**QUOTED TEXT:**
**********
Here is the deal, I'd like to boot ECOS from a flash chip that looks like
an IDE drive (sold as "DiskOnChip").
Now my target is an IBM PC (doh!) and I've been building stuff with Redboot
and startup "FLOPPY" which works fine. You dd the image on to the floppy
and it boots without incident. But now I want to boot from my baby Flash
Drive. So this is what I've learned/done.
So the flash is formatted with a PC valid "boot" sector with one partition
defined that is active. Since I'm developing on a FreeBSD machine I've been
snooping around how FreeBSD boots and one of the simpler ways is by using a
master boot record whose source is in mbr.s in /usr/src/boot/i386/mbr/.
Basically what this boot record does is look for the active partition, load
its "boot sector" (aka first sector) and if offset 510 has 0xaa55 in it,
then it jumps to the code it just loaded.
**********
**RECORD LIST:**
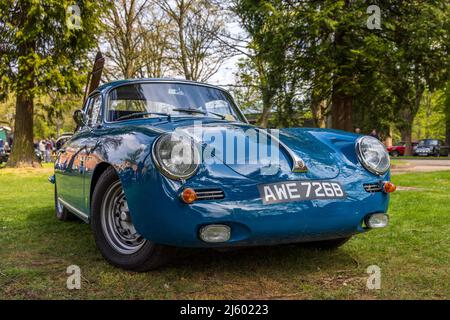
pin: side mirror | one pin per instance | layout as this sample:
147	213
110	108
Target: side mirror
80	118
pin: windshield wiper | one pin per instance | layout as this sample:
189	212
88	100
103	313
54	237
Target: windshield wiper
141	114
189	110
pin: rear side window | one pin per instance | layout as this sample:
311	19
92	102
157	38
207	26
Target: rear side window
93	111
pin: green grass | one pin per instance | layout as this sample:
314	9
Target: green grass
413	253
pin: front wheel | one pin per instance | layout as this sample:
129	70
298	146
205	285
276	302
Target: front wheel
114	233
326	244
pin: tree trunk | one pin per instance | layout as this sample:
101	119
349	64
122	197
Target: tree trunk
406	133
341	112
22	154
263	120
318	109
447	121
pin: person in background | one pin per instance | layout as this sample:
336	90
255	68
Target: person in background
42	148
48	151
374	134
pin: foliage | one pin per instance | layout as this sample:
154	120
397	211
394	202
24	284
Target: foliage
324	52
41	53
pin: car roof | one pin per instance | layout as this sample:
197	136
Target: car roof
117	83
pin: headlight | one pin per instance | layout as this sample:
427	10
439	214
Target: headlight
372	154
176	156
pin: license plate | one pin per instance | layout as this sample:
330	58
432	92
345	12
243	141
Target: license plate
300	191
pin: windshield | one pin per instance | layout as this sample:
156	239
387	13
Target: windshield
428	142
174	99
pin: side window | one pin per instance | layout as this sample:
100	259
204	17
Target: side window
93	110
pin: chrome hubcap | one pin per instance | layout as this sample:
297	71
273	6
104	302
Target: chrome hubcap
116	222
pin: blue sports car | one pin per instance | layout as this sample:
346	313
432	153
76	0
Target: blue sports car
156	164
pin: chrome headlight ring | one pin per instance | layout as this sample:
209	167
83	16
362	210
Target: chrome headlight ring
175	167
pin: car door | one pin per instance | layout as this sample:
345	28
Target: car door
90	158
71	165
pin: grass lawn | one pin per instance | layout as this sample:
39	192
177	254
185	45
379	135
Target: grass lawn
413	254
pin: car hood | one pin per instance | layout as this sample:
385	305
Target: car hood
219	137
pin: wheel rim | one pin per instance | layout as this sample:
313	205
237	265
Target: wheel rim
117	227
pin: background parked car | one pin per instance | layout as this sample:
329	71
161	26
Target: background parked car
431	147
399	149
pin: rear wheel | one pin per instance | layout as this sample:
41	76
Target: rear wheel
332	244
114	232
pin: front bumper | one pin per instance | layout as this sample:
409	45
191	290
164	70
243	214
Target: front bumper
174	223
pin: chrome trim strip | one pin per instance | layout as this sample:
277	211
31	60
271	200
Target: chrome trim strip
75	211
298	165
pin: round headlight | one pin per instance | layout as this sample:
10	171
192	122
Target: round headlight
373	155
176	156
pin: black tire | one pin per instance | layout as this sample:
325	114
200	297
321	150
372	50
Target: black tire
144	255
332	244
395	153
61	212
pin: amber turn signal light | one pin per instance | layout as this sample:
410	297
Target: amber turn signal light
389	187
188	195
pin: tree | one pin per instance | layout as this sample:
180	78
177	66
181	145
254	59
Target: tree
**********
**PROBLEM SET:**
1. Answer these questions about the text on booting ECOS from flash:
(a) Under what name is the flash chip sold?
(b) What operating system is the development machine running?
(c) What value must be at offset 510 before the boot record jumps to the code it loaded?
2. Write out the part of the text on booting ECOS from flash between "Now my target" and "it just loaded.", inclusive.

**FINAL RESULTS:**
1.
(a) DiskOnChip
(b) FreeBSD
(c) 0xaa55

2.
Now my target is an IBM PC (doh!) and I've been building stuff with Redboot
and startup "FLOPPY" which works fine. You dd the image on to the floppy
and it boots without incident. But now I want to boot from my baby Flash
Drive. So this is what I've learned/done.
So the flash is formatted with a PC valid "boot" sector with one partition
defined that is active. Since I'm developing on a FreeBSD machine I've been
snooping around how FreeBSD boots and one of the simpler ways is by using a
master boot record whose source is in mbr.s in /usr/src/boot/i386/mbr/.
Basically what this boot record does is look for the active partition, load
its "boot sector" (aka first sector) and if offset 510 has 0xaa55 in it,
then it jumps to the code it just loaded.